Reproduce word for word the lines of the listing below, starting at the line containing "of the bush" and ending at the line containing "Query: bush", with both of those lines included.

(Dataset rows showing where objects appear)
■ ■ ■ ■

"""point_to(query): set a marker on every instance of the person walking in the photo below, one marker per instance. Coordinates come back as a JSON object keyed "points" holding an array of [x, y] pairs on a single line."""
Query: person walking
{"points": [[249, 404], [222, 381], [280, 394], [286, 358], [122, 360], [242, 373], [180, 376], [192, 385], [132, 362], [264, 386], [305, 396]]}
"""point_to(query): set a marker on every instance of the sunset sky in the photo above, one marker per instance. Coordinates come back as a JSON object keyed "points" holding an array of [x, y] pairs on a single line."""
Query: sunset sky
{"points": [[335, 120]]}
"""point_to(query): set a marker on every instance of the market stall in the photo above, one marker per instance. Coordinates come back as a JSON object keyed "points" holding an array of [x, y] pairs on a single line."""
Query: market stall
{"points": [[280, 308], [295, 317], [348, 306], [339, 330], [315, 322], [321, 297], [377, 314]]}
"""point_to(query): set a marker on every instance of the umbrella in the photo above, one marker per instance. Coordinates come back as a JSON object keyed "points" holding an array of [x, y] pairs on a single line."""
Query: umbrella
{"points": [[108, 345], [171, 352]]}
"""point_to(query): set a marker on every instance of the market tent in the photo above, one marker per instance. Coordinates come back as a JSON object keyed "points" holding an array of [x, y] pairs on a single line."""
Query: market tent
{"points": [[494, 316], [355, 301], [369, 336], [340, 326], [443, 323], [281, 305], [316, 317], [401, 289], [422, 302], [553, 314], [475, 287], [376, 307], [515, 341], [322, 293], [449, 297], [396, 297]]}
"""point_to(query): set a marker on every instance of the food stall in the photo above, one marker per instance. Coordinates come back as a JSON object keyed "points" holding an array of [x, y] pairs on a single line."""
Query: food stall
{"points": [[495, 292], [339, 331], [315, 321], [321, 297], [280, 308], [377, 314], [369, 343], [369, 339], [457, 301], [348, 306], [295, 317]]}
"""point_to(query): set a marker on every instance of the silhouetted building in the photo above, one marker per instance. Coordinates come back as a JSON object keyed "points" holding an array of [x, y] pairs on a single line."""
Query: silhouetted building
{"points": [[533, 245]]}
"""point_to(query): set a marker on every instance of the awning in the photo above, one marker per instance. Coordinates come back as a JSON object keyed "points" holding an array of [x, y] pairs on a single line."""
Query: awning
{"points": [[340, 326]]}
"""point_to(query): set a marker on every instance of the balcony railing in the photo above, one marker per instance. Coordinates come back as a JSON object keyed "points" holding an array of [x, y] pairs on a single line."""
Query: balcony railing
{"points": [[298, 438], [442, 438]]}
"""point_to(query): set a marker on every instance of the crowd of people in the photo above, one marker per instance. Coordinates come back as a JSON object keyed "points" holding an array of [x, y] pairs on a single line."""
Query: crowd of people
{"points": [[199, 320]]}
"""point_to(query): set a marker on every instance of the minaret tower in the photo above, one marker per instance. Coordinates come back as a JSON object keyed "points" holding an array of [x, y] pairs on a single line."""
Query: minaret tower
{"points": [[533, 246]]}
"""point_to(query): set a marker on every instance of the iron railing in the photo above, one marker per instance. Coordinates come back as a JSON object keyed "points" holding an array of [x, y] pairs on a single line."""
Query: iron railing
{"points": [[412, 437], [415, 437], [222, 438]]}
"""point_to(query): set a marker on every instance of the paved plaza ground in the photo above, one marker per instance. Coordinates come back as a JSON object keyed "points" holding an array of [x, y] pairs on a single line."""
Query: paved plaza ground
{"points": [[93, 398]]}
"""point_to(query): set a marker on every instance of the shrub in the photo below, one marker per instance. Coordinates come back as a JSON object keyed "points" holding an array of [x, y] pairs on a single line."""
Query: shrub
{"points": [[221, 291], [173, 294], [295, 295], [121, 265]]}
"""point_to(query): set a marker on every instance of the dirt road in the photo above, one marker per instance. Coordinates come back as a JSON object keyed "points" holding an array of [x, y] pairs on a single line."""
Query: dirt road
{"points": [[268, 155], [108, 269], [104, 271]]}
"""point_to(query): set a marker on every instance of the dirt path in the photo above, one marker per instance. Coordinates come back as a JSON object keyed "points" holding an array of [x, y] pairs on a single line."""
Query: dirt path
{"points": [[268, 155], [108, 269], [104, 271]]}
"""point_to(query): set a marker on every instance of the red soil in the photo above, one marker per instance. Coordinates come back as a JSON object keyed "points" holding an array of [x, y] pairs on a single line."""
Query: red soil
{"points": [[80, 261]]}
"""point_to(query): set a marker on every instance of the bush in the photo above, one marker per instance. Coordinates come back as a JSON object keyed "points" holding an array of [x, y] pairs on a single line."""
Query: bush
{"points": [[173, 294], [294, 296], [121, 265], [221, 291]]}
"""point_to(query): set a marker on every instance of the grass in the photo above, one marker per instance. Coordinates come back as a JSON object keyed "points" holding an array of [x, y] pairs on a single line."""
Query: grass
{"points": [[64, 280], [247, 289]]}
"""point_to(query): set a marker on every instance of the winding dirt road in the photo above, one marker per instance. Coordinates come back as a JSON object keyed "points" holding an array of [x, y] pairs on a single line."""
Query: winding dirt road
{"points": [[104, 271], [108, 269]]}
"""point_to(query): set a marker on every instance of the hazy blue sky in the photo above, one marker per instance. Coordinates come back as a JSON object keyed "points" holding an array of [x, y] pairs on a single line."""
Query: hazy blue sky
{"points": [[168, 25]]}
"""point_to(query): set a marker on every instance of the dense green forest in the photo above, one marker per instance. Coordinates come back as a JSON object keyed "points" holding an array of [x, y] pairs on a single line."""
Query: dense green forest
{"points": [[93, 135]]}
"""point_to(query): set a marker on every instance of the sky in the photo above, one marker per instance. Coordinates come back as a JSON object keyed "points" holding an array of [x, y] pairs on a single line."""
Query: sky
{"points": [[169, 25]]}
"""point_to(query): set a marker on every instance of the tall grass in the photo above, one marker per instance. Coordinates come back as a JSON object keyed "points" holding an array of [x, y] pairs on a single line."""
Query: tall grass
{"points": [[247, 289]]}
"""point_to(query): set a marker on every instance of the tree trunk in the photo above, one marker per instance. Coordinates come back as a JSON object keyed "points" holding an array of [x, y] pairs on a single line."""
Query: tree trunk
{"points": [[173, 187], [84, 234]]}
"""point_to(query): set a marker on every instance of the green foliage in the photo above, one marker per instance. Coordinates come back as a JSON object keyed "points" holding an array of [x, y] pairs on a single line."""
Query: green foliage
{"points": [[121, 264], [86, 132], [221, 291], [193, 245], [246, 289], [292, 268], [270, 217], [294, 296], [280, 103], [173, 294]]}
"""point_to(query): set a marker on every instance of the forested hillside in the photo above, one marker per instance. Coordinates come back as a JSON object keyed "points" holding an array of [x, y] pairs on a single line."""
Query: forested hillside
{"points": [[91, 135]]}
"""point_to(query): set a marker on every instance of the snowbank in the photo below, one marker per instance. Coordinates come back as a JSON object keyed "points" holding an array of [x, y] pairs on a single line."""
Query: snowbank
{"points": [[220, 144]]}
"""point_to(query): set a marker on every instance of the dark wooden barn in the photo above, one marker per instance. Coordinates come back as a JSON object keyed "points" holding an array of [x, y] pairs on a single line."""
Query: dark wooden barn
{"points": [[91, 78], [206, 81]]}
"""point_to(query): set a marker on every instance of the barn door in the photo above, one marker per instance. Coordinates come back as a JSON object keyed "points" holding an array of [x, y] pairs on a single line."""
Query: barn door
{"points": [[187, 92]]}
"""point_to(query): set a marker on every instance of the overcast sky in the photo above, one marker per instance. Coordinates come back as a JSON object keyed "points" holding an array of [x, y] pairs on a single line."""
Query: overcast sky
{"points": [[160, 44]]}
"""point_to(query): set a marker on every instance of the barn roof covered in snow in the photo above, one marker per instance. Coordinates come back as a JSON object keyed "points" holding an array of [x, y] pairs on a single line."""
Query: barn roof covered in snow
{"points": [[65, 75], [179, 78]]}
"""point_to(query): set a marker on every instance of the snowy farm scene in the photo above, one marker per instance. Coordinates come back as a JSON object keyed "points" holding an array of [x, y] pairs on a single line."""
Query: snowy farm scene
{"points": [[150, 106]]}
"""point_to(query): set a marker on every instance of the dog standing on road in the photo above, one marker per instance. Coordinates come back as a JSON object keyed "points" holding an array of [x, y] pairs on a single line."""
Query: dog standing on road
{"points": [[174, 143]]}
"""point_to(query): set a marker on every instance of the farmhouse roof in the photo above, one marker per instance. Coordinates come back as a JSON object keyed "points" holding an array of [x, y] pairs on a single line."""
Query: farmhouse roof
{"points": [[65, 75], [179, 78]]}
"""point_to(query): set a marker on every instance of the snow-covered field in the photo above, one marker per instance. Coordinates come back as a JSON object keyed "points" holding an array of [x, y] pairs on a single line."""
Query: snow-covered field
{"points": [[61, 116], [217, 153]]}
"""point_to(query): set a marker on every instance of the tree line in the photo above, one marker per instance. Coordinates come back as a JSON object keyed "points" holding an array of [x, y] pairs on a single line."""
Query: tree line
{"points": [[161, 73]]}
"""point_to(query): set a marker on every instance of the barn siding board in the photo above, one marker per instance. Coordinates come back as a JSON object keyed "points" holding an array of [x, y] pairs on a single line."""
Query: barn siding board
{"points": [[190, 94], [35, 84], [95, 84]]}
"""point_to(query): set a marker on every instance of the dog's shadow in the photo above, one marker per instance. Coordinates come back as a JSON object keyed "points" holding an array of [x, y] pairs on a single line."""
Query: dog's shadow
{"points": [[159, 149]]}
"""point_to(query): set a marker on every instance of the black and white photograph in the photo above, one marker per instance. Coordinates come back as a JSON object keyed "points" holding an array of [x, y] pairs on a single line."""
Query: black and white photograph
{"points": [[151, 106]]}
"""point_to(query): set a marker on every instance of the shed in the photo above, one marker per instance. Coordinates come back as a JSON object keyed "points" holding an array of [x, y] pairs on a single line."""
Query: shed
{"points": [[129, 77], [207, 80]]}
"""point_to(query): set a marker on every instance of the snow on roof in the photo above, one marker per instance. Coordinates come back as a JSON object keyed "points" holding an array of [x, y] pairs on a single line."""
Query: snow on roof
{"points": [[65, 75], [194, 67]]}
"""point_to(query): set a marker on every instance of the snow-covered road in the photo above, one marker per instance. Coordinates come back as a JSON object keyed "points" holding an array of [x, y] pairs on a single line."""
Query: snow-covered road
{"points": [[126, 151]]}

■ ■ ■ ■

-- EXERCISE SOLUTION --
"""point_to(query): set a marker on every instance of the bush in the photo above, one marker per instance. Coordinates come back as a JSON object keyed "points" holding an array of [x, y] pairs on a single line."""
Query: bush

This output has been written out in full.